TASK GOAL: List each line of the records below that contains the word "lamp", copying every such line in full.

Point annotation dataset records
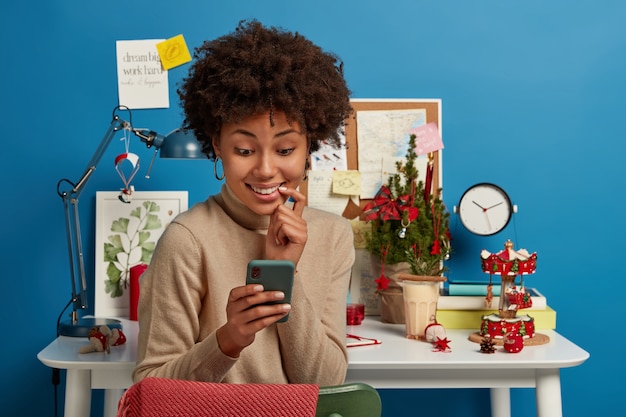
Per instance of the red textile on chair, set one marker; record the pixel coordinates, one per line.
(162, 397)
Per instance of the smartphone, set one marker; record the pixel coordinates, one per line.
(274, 275)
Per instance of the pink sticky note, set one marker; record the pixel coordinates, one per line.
(427, 139)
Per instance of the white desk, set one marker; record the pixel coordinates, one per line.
(396, 363)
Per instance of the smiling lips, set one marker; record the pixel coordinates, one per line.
(264, 191)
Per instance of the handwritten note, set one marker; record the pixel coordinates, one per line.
(427, 139)
(173, 52)
(142, 82)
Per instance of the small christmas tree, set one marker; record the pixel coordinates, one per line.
(409, 223)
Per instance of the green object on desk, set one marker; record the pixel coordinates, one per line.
(471, 319)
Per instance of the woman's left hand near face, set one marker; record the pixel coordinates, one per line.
(287, 232)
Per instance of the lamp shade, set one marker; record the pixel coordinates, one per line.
(181, 144)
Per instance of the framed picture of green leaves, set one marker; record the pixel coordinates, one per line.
(126, 235)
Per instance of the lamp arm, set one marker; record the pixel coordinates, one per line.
(72, 220)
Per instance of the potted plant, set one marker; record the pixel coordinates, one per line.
(409, 232)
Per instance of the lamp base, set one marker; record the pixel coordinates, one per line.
(82, 327)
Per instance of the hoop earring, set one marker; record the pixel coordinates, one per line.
(307, 165)
(217, 158)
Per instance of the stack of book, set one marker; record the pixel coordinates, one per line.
(461, 305)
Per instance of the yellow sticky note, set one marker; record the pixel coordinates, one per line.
(173, 52)
(347, 182)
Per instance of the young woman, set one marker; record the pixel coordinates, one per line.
(259, 100)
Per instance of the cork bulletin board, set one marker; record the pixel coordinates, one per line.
(433, 115)
(362, 284)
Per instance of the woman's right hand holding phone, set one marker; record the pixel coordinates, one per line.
(246, 314)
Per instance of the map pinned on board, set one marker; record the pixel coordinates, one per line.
(347, 182)
(173, 52)
(427, 138)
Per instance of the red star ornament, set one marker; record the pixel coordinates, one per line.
(382, 282)
(442, 345)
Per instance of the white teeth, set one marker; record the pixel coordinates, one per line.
(264, 190)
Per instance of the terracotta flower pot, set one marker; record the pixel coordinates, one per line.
(420, 295)
(391, 301)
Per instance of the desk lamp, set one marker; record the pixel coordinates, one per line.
(177, 144)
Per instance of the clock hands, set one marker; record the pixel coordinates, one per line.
(485, 211)
(481, 207)
(495, 205)
(490, 207)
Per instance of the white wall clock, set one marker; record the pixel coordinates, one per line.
(485, 209)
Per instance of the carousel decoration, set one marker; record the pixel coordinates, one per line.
(506, 325)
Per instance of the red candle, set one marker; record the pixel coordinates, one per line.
(135, 272)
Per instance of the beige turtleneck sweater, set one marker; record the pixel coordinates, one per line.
(200, 257)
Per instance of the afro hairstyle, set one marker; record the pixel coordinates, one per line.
(258, 69)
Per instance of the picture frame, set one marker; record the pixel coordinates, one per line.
(126, 234)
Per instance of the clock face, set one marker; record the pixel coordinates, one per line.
(485, 209)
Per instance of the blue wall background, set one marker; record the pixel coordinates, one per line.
(533, 100)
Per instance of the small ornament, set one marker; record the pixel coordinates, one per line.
(434, 331)
(402, 232)
(487, 345)
(513, 342)
(442, 345)
(382, 282)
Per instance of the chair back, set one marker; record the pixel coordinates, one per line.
(348, 400)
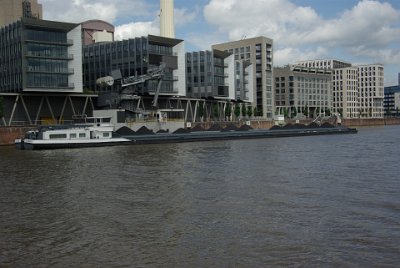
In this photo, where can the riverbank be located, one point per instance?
(9, 134)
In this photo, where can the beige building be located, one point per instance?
(345, 92)
(371, 89)
(13, 10)
(358, 91)
(305, 90)
(258, 51)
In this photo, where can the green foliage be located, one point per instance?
(216, 111)
(260, 111)
(200, 110)
(327, 112)
(244, 110)
(305, 111)
(228, 110)
(286, 112)
(87, 91)
(237, 111)
(255, 111)
(249, 111)
(1, 106)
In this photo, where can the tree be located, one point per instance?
(286, 112)
(236, 111)
(249, 111)
(1, 106)
(305, 111)
(200, 110)
(244, 111)
(228, 110)
(255, 111)
(216, 111)
(327, 112)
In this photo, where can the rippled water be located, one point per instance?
(330, 201)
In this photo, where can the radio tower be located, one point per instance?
(167, 28)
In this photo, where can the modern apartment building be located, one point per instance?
(324, 64)
(135, 57)
(306, 90)
(208, 73)
(215, 74)
(364, 101)
(40, 56)
(346, 96)
(95, 31)
(13, 10)
(392, 100)
(259, 52)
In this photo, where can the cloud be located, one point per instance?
(291, 55)
(182, 16)
(136, 29)
(81, 10)
(370, 22)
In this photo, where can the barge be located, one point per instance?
(235, 134)
(93, 132)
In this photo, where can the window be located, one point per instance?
(58, 136)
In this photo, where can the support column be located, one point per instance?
(13, 110)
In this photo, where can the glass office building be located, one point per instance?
(40, 56)
(134, 57)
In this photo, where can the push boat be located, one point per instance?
(90, 132)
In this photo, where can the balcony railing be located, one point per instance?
(31, 69)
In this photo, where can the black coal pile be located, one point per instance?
(144, 131)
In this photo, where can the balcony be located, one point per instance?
(31, 54)
(32, 69)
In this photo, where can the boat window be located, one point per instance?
(58, 136)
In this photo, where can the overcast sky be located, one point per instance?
(360, 32)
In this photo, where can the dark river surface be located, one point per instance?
(324, 201)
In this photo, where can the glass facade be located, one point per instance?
(33, 58)
(132, 57)
(205, 75)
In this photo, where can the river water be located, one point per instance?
(325, 201)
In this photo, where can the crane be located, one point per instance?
(152, 73)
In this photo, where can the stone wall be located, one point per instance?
(9, 134)
(371, 122)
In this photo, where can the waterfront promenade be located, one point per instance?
(322, 201)
(9, 134)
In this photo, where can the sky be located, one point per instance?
(359, 32)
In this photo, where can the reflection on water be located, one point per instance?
(307, 201)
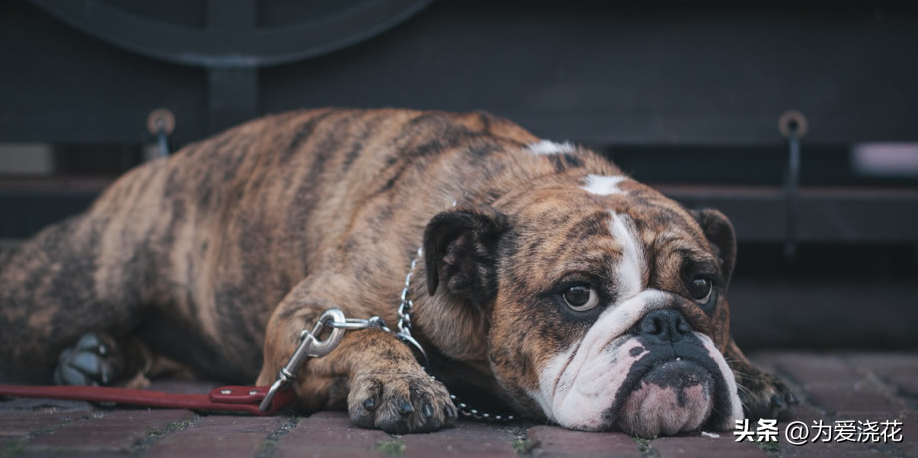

COMPLETE ANSWER:
Per instance of the lamp shade, set one marker; record the pixel coordinates, one per line.
Per instance of the lamp arm, set one marker; record the pixel coordinates, one per line.
Per instance of the lamp base, set one marker; record the pixel coordinates, one per line.
Per instance of the desk lamp, set one marker; record the pixel coordinates, one per line.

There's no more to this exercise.